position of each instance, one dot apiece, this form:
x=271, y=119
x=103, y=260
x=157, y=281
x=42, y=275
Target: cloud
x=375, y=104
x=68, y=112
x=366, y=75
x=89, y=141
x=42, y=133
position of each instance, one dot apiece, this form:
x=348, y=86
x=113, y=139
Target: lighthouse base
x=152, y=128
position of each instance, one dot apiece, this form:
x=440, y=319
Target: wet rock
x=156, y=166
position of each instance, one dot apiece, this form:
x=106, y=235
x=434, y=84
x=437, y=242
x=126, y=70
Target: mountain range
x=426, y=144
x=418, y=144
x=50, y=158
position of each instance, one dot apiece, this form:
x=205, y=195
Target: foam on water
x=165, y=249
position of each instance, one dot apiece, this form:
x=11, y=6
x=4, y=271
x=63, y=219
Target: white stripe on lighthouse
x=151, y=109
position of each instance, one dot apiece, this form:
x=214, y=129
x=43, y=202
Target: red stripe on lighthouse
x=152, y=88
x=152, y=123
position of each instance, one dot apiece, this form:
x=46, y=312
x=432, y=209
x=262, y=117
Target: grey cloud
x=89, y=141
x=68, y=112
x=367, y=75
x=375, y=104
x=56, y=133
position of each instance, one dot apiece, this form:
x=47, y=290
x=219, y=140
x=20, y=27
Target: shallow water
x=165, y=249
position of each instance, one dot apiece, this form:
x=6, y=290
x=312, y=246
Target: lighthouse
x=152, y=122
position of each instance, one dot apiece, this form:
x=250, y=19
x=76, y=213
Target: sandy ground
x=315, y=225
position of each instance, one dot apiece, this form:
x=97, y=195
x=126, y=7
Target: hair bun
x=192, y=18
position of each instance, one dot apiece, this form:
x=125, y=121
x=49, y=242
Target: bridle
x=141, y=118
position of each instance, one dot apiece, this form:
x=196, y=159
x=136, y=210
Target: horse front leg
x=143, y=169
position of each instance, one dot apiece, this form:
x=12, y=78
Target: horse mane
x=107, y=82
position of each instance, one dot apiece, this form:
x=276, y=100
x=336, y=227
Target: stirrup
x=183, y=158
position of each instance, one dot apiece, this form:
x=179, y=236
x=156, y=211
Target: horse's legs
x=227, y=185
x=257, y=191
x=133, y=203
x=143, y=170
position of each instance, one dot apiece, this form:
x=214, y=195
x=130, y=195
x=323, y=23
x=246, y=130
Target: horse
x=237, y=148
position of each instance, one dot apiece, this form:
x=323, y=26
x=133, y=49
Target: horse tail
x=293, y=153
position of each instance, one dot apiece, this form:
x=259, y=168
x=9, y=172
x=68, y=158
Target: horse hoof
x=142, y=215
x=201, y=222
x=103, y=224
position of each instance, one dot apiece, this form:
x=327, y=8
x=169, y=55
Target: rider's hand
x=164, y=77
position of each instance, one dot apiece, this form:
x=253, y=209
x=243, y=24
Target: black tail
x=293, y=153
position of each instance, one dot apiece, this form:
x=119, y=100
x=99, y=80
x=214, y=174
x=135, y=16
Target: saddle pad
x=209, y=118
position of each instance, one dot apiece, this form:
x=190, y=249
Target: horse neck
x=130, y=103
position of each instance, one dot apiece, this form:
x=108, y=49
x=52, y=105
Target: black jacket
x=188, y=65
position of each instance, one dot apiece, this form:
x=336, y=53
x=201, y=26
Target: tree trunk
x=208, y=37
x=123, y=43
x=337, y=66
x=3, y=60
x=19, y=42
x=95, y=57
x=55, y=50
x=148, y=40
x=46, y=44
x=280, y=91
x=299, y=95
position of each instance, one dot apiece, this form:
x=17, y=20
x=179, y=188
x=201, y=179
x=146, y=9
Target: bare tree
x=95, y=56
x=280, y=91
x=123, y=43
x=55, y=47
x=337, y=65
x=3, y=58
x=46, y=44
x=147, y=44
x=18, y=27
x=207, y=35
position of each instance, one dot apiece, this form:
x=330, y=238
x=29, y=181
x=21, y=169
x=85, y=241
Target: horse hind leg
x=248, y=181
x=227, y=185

WHAT TO PRODUCE
Please reproduce every one of the records above, line for line and with no changes.

TASK OUTPUT
position of each instance, one dot apiece, this form:
x=271, y=119
x=103, y=260
x=157, y=281
x=42, y=275
Target: cloud
x=375, y=104
x=68, y=112
x=366, y=75
x=89, y=141
x=42, y=133
position of each instance, one dot apiece, this form:
x=348, y=86
x=113, y=139
Target: lighthouse base
x=152, y=128
position of each instance, one dot apiece, this form:
x=440, y=319
Target: wet rock
x=156, y=166
position of each instance, one dot apiece, this form:
x=106, y=235
x=434, y=84
x=437, y=242
x=126, y=70
Target: mountain range
x=426, y=144
x=418, y=144
x=50, y=158
position of each instance, one dot apiece, this form:
x=205, y=195
Target: foam on water
x=165, y=249
position of each instance, one dot apiece, this form:
x=11, y=6
x=4, y=271
x=63, y=219
Target: white stripe on lighthouse
x=151, y=109
position of each instance, one dot apiece, this form:
x=214, y=129
x=43, y=202
Target: red stripe on lighthouse
x=152, y=88
x=152, y=123
position of each instance, one dot apiece, this form:
x=46, y=312
x=432, y=209
x=262, y=117
Target: grey cloud
x=89, y=141
x=68, y=112
x=367, y=75
x=375, y=104
x=56, y=133
position of each instance, one dot apiece, this form:
x=47, y=290
x=219, y=140
x=20, y=27
Target: shallow water
x=165, y=249
position of each instance, one dot apiece, this form:
x=6, y=290
x=312, y=246
Target: lighthouse
x=152, y=122
position of each instance, one dot apiece, this form:
x=250, y=19
x=76, y=213
Target: sandy ground
x=315, y=225
position of each instance, one dot apiece, this form:
x=97, y=195
x=126, y=7
Target: hair bun
x=192, y=18
position of each instance, one dot apiece, this form:
x=125, y=121
x=49, y=242
Target: bridle
x=141, y=118
position of each instance, one dot apiece, this form:
x=196, y=159
x=136, y=210
Target: horse front leg
x=143, y=169
position of each instance, one dot apiece, this form:
x=12, y=78
Target: horse mane
x=107, y=82
position of each instance, one dot apiece, this form:
x=276, y=100
x=336, y=227
Target: stirrup
x=183, y=158
position of each instance, one dot apiece, this form:
x=179, y=236
x=156, y=211
Target: horse's legs
x=227, y=185
x=257, y=191
x=133, y=203
x=143, y=170
position of each instance, one dot apiece, this form:
x=214, y=195
x=130, y=195
x=323, y=23
x=246, y=130
Target: horse
x=237, y=148
position of each instance, one dot apiece, this form:
x=323, y=26
x=133, y=49
Target: horse tail
x=293, y=153
position of each instance, one dot apiece, this form:
x=259, y=168
x=9, y=172
x=68, y=158
Target: horse hoof
x=142, y=215
x=201, y=222
x=103, y=224
position of each instance, one dot apiece, this form:
x=327, y=8
x=169, y=55
Target: rider's hand
x=164, y=77
position of each instance, one dot apiece, this form:
x=253, y=209
x=243, y=24
Target: black tail
x=293, y=153
position of each instance, one dot apiece, this form:
x=119, y=100
x=99, y=80
x=214, y=174
x=135, y=16
Target: saddle pad
x=209, y=118
position of each instance, one dot apiece, this form:
x=190, y=249
Target: horse neck
x=130, y=103
position of each instance, one dot apiece, this form:
x=108, y=49
x=52, y=105
Target: black jacket
x=188, y=65
position of each instance, one dot apiece, this form:
x=336, y=53
x=201, y=26
Target: tree trunk
x=208, y=37
x=123, y=43
x=337, y=66
x=3, y=60
x=19, y=42
x=95, y=57
x=55, y=50
x=148, y=40
x=46, y=44
x=280, y=91
x=299, y=95
position of each instance, one dot apiece, this form:
x=17, y=20
x=179, y=188
x=201, y=179
x=146, y=9
Target: bare tree
x=95, y=56
x=280, y=91
x=123, y=43
x=55, y=47
x=337, y=65
x=3, y=58
x=46, y=44
x=147, y=44
x=18, y=27
x=207, y=35
position of each instance, one dot apiece, this form:
x=330, y=238
x=29, y=181
x=21, y=169
x=85, y=241
Target: horse hind leg
x=248, y=181
x=227, y=185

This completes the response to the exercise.